Your task: Give a single number in reply. It is the count of lines below that contain the string "headband".

Records for processing:
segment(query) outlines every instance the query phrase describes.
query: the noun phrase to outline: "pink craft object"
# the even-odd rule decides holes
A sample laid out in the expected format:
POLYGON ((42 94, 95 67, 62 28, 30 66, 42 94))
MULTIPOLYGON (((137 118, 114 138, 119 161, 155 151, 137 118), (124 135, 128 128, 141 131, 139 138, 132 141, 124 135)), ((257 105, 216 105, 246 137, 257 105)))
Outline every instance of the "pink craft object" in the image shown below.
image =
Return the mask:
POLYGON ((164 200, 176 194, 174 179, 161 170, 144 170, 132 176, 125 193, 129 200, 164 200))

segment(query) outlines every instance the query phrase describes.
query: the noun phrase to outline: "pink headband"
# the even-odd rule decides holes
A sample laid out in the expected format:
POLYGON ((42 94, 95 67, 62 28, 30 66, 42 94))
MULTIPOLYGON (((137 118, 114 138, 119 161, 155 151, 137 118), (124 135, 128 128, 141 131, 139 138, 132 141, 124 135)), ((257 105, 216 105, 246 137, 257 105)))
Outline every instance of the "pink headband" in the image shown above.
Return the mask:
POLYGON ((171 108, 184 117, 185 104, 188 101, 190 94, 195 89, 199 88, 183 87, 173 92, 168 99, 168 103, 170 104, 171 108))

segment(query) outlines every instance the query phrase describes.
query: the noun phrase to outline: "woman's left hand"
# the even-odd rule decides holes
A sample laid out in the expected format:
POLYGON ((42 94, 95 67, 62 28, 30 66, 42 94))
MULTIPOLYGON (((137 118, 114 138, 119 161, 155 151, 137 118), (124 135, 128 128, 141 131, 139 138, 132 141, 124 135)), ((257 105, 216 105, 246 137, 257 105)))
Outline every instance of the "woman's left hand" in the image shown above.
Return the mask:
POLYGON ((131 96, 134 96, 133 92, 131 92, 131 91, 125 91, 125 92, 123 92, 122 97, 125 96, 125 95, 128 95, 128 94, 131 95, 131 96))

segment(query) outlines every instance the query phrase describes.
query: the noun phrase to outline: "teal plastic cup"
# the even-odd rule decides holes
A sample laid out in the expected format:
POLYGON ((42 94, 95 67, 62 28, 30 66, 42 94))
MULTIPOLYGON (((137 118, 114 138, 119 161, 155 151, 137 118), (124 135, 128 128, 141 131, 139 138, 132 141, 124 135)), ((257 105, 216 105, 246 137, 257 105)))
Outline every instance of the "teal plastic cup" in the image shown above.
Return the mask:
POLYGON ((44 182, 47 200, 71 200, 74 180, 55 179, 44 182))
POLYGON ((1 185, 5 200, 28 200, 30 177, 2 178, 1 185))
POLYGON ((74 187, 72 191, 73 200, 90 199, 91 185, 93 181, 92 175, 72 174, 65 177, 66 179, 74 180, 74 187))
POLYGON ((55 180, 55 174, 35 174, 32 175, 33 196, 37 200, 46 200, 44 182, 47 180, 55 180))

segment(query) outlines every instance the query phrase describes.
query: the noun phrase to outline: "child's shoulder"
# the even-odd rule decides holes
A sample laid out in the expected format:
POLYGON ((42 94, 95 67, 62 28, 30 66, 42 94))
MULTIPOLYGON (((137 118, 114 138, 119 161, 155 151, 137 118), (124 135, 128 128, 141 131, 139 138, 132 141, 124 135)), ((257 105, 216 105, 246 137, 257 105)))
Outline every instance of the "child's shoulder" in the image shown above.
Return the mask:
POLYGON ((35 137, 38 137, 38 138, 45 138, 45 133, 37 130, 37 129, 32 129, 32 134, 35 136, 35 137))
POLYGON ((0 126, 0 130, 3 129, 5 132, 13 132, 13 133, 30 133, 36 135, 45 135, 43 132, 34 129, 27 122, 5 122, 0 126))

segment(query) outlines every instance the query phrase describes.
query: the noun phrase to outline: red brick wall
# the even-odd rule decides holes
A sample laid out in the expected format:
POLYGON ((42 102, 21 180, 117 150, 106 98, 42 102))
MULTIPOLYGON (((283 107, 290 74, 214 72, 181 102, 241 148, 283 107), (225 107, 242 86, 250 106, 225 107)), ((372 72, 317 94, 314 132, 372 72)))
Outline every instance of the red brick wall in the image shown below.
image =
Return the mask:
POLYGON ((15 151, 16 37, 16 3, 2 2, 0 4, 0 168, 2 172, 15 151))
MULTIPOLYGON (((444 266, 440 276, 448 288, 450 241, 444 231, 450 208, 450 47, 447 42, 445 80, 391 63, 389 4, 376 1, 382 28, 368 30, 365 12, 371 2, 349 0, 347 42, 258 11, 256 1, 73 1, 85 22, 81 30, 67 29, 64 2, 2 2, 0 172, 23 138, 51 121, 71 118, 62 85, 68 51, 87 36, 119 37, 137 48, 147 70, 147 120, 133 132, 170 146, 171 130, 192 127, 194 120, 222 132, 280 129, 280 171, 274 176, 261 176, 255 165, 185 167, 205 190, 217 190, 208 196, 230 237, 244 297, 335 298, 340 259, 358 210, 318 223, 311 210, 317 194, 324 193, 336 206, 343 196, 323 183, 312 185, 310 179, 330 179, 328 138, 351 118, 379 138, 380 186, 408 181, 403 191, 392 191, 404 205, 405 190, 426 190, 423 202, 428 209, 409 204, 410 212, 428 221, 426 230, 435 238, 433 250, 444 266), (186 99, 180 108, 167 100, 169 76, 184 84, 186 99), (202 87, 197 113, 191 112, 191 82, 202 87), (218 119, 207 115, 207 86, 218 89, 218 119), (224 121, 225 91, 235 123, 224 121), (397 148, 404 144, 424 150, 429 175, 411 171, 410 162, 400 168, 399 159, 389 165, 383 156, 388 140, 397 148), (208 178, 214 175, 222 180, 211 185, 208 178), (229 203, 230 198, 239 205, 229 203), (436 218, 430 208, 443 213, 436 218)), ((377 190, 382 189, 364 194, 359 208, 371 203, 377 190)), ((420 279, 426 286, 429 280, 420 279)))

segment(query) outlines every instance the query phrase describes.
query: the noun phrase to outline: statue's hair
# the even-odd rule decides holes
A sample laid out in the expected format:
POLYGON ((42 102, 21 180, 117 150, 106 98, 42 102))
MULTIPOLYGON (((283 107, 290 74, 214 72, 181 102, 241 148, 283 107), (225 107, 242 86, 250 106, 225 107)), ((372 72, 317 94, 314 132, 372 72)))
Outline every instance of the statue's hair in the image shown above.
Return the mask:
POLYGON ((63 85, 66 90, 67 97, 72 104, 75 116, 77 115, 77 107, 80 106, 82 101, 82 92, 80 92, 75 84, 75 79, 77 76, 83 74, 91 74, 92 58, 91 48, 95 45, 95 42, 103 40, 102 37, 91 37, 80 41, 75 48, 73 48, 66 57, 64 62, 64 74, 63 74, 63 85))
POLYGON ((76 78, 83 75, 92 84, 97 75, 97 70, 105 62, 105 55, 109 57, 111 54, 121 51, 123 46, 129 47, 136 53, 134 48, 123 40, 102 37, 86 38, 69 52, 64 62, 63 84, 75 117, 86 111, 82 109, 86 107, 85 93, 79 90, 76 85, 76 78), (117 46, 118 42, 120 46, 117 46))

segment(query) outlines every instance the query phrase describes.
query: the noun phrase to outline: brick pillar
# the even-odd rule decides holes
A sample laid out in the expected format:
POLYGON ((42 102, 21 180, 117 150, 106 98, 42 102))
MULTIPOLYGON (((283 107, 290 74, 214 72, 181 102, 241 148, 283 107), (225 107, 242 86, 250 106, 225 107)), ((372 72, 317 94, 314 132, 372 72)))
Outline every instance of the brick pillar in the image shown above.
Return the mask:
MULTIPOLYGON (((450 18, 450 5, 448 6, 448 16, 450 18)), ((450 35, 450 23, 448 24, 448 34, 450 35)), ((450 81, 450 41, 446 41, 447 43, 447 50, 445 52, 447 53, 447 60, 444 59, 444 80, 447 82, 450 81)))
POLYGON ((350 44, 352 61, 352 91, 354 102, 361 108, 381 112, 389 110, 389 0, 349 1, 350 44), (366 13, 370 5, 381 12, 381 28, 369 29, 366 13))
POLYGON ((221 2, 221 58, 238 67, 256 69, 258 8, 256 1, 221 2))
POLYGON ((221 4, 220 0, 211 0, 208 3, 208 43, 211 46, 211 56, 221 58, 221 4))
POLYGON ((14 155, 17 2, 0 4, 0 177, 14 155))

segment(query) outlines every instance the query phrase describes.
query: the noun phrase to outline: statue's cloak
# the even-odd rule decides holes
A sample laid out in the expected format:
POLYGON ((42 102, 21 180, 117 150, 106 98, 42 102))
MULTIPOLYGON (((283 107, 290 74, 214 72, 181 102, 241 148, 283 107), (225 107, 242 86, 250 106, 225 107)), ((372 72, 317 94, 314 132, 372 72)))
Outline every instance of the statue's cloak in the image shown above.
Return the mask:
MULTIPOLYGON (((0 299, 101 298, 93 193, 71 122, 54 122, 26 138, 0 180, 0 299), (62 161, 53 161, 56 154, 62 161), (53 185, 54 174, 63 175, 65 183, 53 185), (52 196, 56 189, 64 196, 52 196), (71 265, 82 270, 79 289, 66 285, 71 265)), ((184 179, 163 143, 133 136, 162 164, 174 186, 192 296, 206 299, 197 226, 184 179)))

Solved problem: 2